··· LISTED ENTRIES ···

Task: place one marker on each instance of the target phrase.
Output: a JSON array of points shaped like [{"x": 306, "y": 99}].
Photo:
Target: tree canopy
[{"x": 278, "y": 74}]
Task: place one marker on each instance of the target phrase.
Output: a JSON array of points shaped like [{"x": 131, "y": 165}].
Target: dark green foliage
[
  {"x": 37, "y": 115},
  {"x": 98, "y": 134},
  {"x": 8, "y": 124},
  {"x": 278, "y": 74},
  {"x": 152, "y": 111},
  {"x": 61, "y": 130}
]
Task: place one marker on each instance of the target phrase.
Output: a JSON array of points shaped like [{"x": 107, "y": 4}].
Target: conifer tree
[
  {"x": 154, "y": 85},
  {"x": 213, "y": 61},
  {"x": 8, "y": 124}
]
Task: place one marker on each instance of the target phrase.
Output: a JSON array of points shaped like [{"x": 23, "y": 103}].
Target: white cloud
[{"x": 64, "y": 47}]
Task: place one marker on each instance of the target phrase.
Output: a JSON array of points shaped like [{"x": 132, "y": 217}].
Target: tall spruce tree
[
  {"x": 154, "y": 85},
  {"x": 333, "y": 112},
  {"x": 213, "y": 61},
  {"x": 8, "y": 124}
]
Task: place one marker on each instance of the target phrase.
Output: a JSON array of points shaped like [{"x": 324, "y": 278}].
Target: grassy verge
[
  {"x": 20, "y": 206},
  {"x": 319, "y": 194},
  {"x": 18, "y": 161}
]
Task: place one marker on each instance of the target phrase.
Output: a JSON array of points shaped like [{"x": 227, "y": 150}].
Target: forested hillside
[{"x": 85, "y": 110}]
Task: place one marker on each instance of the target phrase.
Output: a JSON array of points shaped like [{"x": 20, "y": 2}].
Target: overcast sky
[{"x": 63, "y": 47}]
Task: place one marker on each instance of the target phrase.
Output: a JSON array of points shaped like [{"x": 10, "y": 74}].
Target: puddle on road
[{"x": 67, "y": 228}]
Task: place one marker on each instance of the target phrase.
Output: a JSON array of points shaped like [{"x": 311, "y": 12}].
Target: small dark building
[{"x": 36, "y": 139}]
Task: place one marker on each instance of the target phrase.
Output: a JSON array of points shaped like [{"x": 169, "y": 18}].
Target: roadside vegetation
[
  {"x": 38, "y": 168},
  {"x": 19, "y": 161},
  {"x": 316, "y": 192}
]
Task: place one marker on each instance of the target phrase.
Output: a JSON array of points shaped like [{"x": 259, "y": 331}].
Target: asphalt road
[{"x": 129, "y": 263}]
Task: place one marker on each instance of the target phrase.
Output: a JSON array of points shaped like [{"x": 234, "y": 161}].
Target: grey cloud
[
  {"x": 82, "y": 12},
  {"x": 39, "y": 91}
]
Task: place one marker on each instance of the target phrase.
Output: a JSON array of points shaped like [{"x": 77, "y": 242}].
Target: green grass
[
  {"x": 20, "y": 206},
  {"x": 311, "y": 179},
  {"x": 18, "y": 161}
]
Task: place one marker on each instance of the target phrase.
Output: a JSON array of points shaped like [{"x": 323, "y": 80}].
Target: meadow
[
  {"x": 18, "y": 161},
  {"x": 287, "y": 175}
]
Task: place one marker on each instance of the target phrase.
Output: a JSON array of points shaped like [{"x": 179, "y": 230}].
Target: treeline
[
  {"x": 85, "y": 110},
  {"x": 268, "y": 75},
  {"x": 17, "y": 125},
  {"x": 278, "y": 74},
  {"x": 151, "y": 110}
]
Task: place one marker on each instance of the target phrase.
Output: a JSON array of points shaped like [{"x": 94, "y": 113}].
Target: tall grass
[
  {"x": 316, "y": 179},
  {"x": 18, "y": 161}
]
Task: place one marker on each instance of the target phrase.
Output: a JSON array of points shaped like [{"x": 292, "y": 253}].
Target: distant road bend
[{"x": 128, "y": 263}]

···

**WHAT THIS TASK INVOLVES**
Reproduce the whole listing word for word.

**WRITTEN SOLUTION**
Task: place one marker on each instance of the target phrase.
Output: a JSON array of points shaped like [{"x": 306, "y": 99}].
Photo:
Target: tree canopy
[{"x": 278, "y": 74}]
Task: place one marker on each instance of the target phrase.
Output: a JSON array of points shaped like [{"x": 131, "y": 165}].
Target: dark green foliage
[
  {"x": 37, "y": 115},
  {"x": 98, "y": 134},
  {"x": 8, "y": 124},
  {"x": 278, "y": 74},
  {"x": 152, "y": 111},
  {"x": 61, "y": 130}
]
Task: place one marker on each instance of the target phrase.
Output: a JSON array of points shaped like [{"x": 107, "y": 4}].
Target: conifer tree
[
  {"x": 154, "y": 85},
  {"x": 213, "y": 61},
  {"x": 8, "y": 124}
]
Task: place one marker on each instance of the target phrase.
Output: a JSON array of points shaped like [{"x": 23, "y": 103}].
Target: white cloud
[{"x": 64, "y": 47}]
Task: place one marker on each instance of the target phrase.
Output: a JSON array of points shaped like [{"x": 132, "y": 217}].
Target: tall spruce tree
[
  {"x": 154, "y": 85},
  {"x": 333, "y": 112},
  {"x": 213, "y": 61},
  {"x": 8, "y": 124}
]
Task: place one marker on each instance of the target phrase.
Output: a JSON array of points shaped like [{"x": 324, "y": 278}].
Target: grassy verge
[
  {"x": 20, "y": 206},
  {"x": 319, "y": 194},
  {"x": 18, "y": 161}
]
Task: place one marker on each instance of the target phrase.
Output: a JSON array of points shaped like [{"x": 227, "y": 150}].
Target: forested hillside
[{"x": 85, "y": 110}]
Task: place one marker on each instance of the target phrase.
Output: a JSON array of points shaped like [{"x": 20, "y": 2}].
Target: overcast sky
[{"x": 63, "y": 47}]
Task: place one marker on each instance of the target phrase.
Output: a JSON array of points shaped like [{"x": 10, "y": 74}].
Target: puddle on road
[{"x": 67, "y": 228}]
Task: place one marker on each instance of the target phrase.
Output: a JSON array of points shaped like [{"x": 311, "y": 12}].
Target: small dark building
[{"x": 36, "y": 139}]
Task: place one marker on each instance of the target phrase.
Output: a JSON array of points shaped like [{"x": 169, "y": 18}].
Target: roadside vegetation
[
  {"x": 38, "y": 168},
  {"x": 19, "y": 161},
  {"x": 316, "y": 192}
]
Task: place one marker on each instance of the target phrase.
Output: a JSON array of points shaped like [{"x": 259, "y": 331}].
Target: asphalt road
[{"x": 129, "y": 263}]
Task: place one marker on each instance of the target phrase.
Output: a JSON array of points shaped like [{"x": 234, "y": 161}].
Target: grey cloud
[
  {"x": 82, "y": 12},
  {"x": 39, "y": 91}
]
Task: place one marker on each instance of the target phrase.
Output: a JSON array of points shaped like [{"x": 77, "y": 242}].
Target: green grass
[
  {"x": 20, "y": 206},
  {"x": 311, "y": 179},
  {"x": 18, "y": 161}
]
Task: place one marker on each instance of the target phrase.
Output: a JSON array of points shaped like [{"x": 323, "y": 80}].
Target: meadow
[
  {"x": 18, "y": 161},
  {"x": 287, "y": 175}
]
Task: place one marker on each instance of the target phrase.
Output: a JSON array of points shaped like [{"x": 179, "y": 230}].
Target: treeline
[
  {"x": 85, "y": 110},
  {"x": 268, "y": 75},
  {"x": 17, "y": 125},
  {"x": 278, "y": 74},
  {"x": 151, "y": 110}
]
Task: place one marker on each instance of the target phrase.
Output: a JSON array of points shaped like [{"x": 94, "y": 113}].
Target: tall grass
[
  {"x": 316, "y": 179},
  {"x": 18, "y": 161}
]
Task: place one marker on each instance of the target phrase.
Output: a JSON array of points shaped like [{"x": 292, "y": 253}].
Target: distant road bend
[{"x": 128, "y": 263}]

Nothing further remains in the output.